◆ PAGE TEXT
Drexel dragonThe Math ForumDonate to the Math Forum

Ask Dr. Math - Questions and Answers from our Archives
_____________________________________________
Associated Topics || Dr. Math Home || Search Dr. Math
_____________________________________________

Effective Force Exerted by a Moving Mass


Date: 08/23/2001 at 23:50:42
From: david
Subject: Effective force exerted by a moving mass

I have to determine how much force a mass of 1000 lbs. moving at 50 
inches/sec will exert on an object in its path about 0.1 inches from 
where it started (assuming it was moving at the specified velocity 
throughout the 0.1" distance).

I.e., at the instant of stopping at the 0.1" mark, what did the
1000 lb. weight effectively weigh?


Date: 08/24/2001 at 09:08:18
From: Doctor Rick
Subject: Re: Effective force exerted by a moving mass

Hi, David, thanks for writing to Ask Dr. Math.

There is not enough information here to calculate an effective force. 
Force is related to acceleration, not velocity. What matters is not 
how fast the mass is moving when it hits, or how far it has moved, but 
how quickly it is slowed down by the impact. The force is the rate of 
change of momentum. The momentum is the velocity times the mass, which 
is initially 4.17 foot-pounds per second in your example. If the 
impact stops the object, then the momentum goes to zero. What we don't 
know is how long it took for the object to stop. If it takes 1 second, 
then the average force is 4.17 foot-pounds per second divided by 1 
second, or 4.17 foot-pounds per second squared. If it takes half as 
long, the average force is twice as much.

I will copy below a discussion that I had nearly three years ago 
concerning the effective weight of a dropped object. It's lengthy, but 
it may be of interest to you.
----------------------------------

TimeStamp: 11/11/98 at 23:44:27
From: Lou
To: Doctor Rick

Hello,

I know that this is a physics problem but it came up in a math
discussion. If a weight of, say, 40 lbs is dropped from a distance of
a given height (let's say 4 feet), what is the impact force when it
hits the ground? I calculated it using f = ma and s = 1/2 at^2. No 
matter what distance I use, I always come up with 40 pounds. 
Intuitively, it seems that the higher the object is dropped, the 
greater the force on impact. Also, for very small heights, it seems 
that the impact in these cases would always be 40 pounds. I'm 
confused!  Thanks for your help.

TimeStamp: 11/12/98 at 13:23:24
From: Doctor Rick
To: Lou

Hi, Louis. I think you are using f = ma with a = g, the acceleration 
due to gravity. Obviously the height does not enter into the equation 
for f. But this is not the relevant acceleration. Did you ever hear 
the joke, "Falling doesn't hurt me a bit - it's the stop at the end 
that hurts"?

◆ TASK INSTRUCTIONS
In the Dr. Math thread above, why does Doctor Rick say David's question lacks enough information to calculate an effective force? Answer in one to three sentences.

◆ DATA EXTRACT
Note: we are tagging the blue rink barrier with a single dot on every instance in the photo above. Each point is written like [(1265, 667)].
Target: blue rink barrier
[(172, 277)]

◆ ANSWER BELOW
Force depends on acceleration, the rate of change of momentum, not on how fast the mass is moving or how far it has gone. The starting momentum is known, but how long the impact takes to stop the object is not. Without that time the average force can't be found; a stop taking half as long would give twice the force.